Work task: Return all the records, each one exactly as given.

Available data:
· · · ·
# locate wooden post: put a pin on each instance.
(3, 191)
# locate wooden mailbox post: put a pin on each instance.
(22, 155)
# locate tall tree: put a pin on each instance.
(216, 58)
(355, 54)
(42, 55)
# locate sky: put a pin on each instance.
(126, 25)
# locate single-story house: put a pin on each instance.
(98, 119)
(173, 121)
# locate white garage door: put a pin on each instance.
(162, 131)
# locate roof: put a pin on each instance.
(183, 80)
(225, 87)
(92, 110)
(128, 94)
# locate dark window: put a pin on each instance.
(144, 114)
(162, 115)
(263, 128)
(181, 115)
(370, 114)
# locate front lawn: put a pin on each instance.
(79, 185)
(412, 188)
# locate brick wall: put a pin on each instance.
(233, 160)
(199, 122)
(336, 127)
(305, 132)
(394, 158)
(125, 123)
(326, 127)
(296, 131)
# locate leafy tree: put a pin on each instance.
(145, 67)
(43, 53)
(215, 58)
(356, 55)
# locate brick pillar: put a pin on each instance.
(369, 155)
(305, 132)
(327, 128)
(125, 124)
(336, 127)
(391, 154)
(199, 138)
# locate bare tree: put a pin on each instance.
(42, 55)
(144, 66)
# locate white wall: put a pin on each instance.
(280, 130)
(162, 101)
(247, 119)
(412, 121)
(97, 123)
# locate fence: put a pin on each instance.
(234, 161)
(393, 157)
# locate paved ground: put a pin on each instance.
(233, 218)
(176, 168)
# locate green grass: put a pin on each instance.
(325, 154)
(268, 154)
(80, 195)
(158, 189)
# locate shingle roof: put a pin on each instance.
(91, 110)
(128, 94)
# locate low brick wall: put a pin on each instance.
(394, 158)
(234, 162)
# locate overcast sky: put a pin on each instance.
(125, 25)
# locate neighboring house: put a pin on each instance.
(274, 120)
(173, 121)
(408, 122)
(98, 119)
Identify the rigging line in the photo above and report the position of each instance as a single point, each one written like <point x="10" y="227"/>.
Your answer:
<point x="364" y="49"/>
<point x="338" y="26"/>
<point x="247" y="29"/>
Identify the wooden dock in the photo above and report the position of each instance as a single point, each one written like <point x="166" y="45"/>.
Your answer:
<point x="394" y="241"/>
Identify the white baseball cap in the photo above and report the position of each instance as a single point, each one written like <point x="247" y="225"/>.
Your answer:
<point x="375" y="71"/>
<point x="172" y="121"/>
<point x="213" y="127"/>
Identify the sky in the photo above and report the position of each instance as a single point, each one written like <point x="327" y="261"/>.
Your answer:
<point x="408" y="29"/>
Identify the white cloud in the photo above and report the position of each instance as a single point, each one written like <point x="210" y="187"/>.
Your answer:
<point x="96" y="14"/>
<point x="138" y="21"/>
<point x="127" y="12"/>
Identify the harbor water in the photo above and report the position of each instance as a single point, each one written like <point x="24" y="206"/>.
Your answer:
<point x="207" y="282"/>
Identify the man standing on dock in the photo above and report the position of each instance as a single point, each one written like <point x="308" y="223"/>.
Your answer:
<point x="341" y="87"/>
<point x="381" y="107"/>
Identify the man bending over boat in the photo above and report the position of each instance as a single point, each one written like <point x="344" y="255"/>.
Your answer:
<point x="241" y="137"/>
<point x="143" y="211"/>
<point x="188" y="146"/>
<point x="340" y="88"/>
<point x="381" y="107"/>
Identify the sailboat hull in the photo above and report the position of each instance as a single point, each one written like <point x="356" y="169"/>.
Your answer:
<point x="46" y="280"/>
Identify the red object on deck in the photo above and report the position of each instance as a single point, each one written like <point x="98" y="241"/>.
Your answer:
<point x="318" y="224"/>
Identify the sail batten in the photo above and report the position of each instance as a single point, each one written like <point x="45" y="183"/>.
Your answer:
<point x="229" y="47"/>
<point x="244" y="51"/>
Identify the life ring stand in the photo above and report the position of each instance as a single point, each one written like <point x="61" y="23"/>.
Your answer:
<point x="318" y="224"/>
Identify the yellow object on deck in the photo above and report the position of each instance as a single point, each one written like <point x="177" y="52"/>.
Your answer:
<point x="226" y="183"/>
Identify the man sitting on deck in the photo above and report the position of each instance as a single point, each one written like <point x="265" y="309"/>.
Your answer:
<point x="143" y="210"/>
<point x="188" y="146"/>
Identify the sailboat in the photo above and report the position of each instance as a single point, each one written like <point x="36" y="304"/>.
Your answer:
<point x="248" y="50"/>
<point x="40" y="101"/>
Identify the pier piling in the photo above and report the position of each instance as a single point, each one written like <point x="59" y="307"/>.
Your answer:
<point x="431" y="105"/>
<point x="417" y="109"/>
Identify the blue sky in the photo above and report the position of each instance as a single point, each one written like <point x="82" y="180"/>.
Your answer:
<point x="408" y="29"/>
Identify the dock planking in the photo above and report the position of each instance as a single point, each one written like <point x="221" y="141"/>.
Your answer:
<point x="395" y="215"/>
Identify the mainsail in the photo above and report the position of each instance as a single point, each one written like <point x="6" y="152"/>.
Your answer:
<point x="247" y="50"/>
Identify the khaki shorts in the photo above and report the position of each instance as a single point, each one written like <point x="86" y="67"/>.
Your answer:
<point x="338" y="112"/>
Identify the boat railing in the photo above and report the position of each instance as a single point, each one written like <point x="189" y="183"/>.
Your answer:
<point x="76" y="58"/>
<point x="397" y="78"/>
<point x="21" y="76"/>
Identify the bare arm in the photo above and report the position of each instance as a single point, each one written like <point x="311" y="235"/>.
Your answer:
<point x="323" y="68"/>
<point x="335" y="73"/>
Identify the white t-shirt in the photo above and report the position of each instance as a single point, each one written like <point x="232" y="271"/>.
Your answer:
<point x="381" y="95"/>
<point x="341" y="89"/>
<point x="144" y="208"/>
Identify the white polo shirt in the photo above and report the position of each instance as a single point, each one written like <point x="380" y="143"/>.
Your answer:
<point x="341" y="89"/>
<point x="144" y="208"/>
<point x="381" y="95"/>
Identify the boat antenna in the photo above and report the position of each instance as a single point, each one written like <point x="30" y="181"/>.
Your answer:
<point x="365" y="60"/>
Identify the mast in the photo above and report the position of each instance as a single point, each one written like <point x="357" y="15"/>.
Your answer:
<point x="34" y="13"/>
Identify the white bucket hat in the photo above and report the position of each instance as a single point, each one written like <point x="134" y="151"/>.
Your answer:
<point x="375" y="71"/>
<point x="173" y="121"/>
· · · ·
Answer below:
# locate wooden post: put a pin on each instance.
(3, 191)
# locate wooden mailbox post: put a pin on each instance.
(22, 155)
# locate tall tree: put a pin on each instance.
(216, 58)
(355, 54)
(42, 55)
# locate sky: put a pin on each instance.
(126, 25)
# locate single-story house: put a pin on each instance.
(98, 119)
(173, 121)
# locate white garage door: put a pin on each instance.
(162, 131)
# locate roof: put a pin on each instance.
(183, 80)
(225, 87)
(92, 110)
(128, 94)
# locate dark window: put a pin on each instance.
(144, 114)
(162, 115)
(263, 128)
(181, 115)
(370, 114)
# locate front lawn: put a pin on each instance.
(79, 185)
(412, 188)
# locate brick wall: put a pin on each instance.
(233, 160)
(199, 122)
(336, 127)
(305, 132)
(394, 158)
(125, 123)
(326, 127)
(296, 131)
# locate leafy tree: put a pin on each instance.
(145, 67)
(43, 53)
(215, 58)
(356, 55)
# locate brick pillar: put a pin on each instance.
(369, 155)
(305, 132)
(327, 128)
(125, 124)
(336, 127)
(391, 154)
(199, 138)
# locate bare tree: put a pin on each instance.
(42, 55)
(144, 66)
# locate white wall: put a pin on each instance.
(280, 130)
(162, 101)
(247, 119)
(412, 121)
(97, 123)
# locate fence: put a pin on each instance.
(234, 161)
(393, 157)
# locate paved ground: put a pin on each instance.
(233, 218)
(176, 168)
# locate green grass: put a pin on each instance.
(325, 154)
(268, 154)
(80, 195)
(158, 189)
# locate shingle roof: put a pin on each instance.
(91, 110)
(128, 94)
# locate low brick wall: put a pin on each instance.
(394, 158)
(234, 162)
# locate overcast sky: put a pin on each instance.
(125, 25)
# locate neighboring house: put a pin on each instance.
(274, 120)
(173, 121)
(408, 122)
(98, 119)
Identify the rigging line in the photo above and report the position of each instance as a single point, each one written like <point x="10" y="227"/>.
Your answer:
<point x="364" y="49"/>
<point x="338" y="26"/>
<point x="247" y="29"/>
Identify the wooden dock in the photo above and report the position of each instance as a single point, each one written like <point x="166" y="45"/>.
Your answer:
<point x="394" y="241"/>
Identify the white baseball cap in the photo above and report the position of each instance as a single point, each one written like <point x="247" y="225"/>.
Your answer:
<point x="375" y="71"/>
<point x="172" y="121"/>
<point x="213" y="127"/>
Identify the sky in the photo above and report the position of each instance as a single point, each one written like <point x="327" y="261"/>.
Your answer:
<point x="408" y="29"/>
Identify the white cloud in the photo above and report the position of each instance as a single point, each one written like <point x="210" y="187"/>.
Your answer:
<point x="96" y="14"/>
<point x="138" y="21"/>
<point x="127" y="12"/>
Identify the harbor water in the photo above and report the position of each instance as a single point, each one written like <point x="24" y="206"/>.
Your answer:
<point x="207" y="282"/>
Identify the man standing on dock in the photo above and report the position of each instance as a single point, each one written like <point x="308" y="223"/>.
Your answer:
<point x="341" y="87"/>
<point x="381" y="107"/>
Identify the man bending over boat in the photo above and report the position of each instance as a single point, each one written like <point x="344" y="255"/>.
Your answer:
<point x="241" y="137"/>
<point x="143" y="211"/>
<point x="188" y="146"/>
<point x="340" y="88"/>
<point x="381" y="107"/>
Identify the sailboat hull in the photo above and report the position of each instance as a single point, each one written like <point x="356" y="169"/>.
Your answer:
<point x="46" y="280"/>
Identify the red object on deck in the photo above and report the position of each instance as a single point, each one written like <point x="98" y="241"/>.
Your answer:
<point x="318" y="224"/>
Identify the sail batten in the photo above and report the position of each instance as a single point, each one written like <point x="45" y="183"/>.
Your answer:
<point x="229" y="47"/>
<point x="244" y="51"/>
Identify the life ring stand in the photo above and report the position of each instance as a single point, each one written like <point x="61" y="23"/>.
Your answer:
<point x="318" y="224"/>
Identify the yellow object on deck in the photo above and report the position of each instance as a single point, each one written like <point x="177" y="52"/>.
Your answer:
<point x="226" y="183"/>
Identify the man sitting on deck in the photo above and report the position of each instance as a single point, each one written like <point x="265" y="309"/>.
Your answer:
<point x="143" y="210"/>
<point x="188" y="146"/>
Identify the sailboat in the photo above and report the position of each instance as a single point, each one written like <point x="36" y="304"/>.
Your answer:
<point x="248" y="50"/>
<point x="40" y="101"/>
Identify the pier piling in the photo above and report the position of each instance as a single point, each one written like <point x="59" y="307"/>.
Your answer:
<point x="431" y="105"/>
<point x="417" y="109"/>
Identify the blue sky in the photo above and report the position of each instance as a single point, each one written like <point x="82" y="180"/>.
Your answer:
<point x="408" y="29"/>
Identify the dock planking in the photo above and report the position of each instance as a single point, each one written like <point x="221" y="141"/>.
Your answer:
<point x="395" y="215"/>
Identify the mainsail in the photo above and report the position of each instance as a single point, each one written like <point x="6" y="152"/>.
Your answer:
<point x="247" y="50"/>
Identify the khaki shorts in the photo above and report the position of each instance as a single point, each one written like <point x="86" y="67"/>.
Your answer:
<point x="338" y="112"/>
Identify the boat railing in the photo above and report the position of each instance as a single point, each one written like <point x="189" y="183"/>.
Your answer:
<point x="76" y="58"/>
<point x="397" y="78"/>
<point x="21" y="76"/>
Identify the bare arm in the photo above and report the position of each instance as a single point, each one written like <point x="311" y="235"/>.
Your answer:
<point x="323" y="68"/>
<point x="335" y="73"/>
Identify the white t-shirt in the photo above and report the position of each instance as a single point, each one written like <point x="232" y="271"/>.
Your answer:
<point x="381" y="95"/>
<point x="341" y="89"/>
<point x="144" y="208"/>
Identify the white polo shirt in the photo above and report the position of each instance as a single point, each one written like <point x="380" y="143"/>.
Your answer:
<point x="341" y="89"/>
<point x="144" y="208"/>
<point x="381" y="95"/>
Identify the boat antenna in the photo above and report the position of each instance as a single point, each one written like <point x="30" y="181"/>.
Your answer:
<point x="365" y="60"/>
Identify the mast in the photo above and report the position of each instance as a single point, each one written like <point x="357" y="15"/>.
Your answer:
<point x="34" y="13"/>
Identify the white bucket hat in the photo above and report the position of each instance as a single point, each one written like <point x="134" y="151"/>.
Your answer:
<point x="375" y="71"/>
<point x="173" y="121"/>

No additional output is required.